◆ **TASK DESCRIPTION**
Exactly the lines from the one that holds "red hydraulic jack -> point" to the end of the data below: retype these and nothing else.
┌──
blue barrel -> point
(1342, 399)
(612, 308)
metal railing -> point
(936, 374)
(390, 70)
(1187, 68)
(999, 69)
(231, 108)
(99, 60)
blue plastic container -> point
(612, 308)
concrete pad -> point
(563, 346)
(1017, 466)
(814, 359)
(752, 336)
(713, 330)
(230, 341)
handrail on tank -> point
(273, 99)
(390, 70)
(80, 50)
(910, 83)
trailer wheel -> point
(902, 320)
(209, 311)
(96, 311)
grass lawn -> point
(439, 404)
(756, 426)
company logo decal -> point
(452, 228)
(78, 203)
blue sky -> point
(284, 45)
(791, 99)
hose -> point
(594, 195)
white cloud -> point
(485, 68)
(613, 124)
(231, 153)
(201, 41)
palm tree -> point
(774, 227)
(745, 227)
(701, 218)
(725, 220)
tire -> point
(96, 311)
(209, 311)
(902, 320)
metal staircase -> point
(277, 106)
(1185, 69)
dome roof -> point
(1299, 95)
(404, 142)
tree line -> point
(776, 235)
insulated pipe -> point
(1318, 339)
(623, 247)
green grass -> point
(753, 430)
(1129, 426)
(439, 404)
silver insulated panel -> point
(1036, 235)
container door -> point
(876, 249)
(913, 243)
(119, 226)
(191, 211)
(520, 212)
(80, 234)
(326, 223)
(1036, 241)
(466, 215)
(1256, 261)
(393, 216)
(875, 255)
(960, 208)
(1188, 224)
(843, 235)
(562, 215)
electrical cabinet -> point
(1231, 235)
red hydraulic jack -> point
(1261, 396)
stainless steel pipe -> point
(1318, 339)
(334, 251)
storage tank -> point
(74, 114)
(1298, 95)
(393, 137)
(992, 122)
└──
◆ **REPLY TO THE TASK**
red hydraulic jack -> point
(1261, 396)
stainless steel pipe -> point
(1318, 339)
(334, 251)
storage tank -> point
(74, 114)
(1298, 95)
(393, 137)
(992, 122)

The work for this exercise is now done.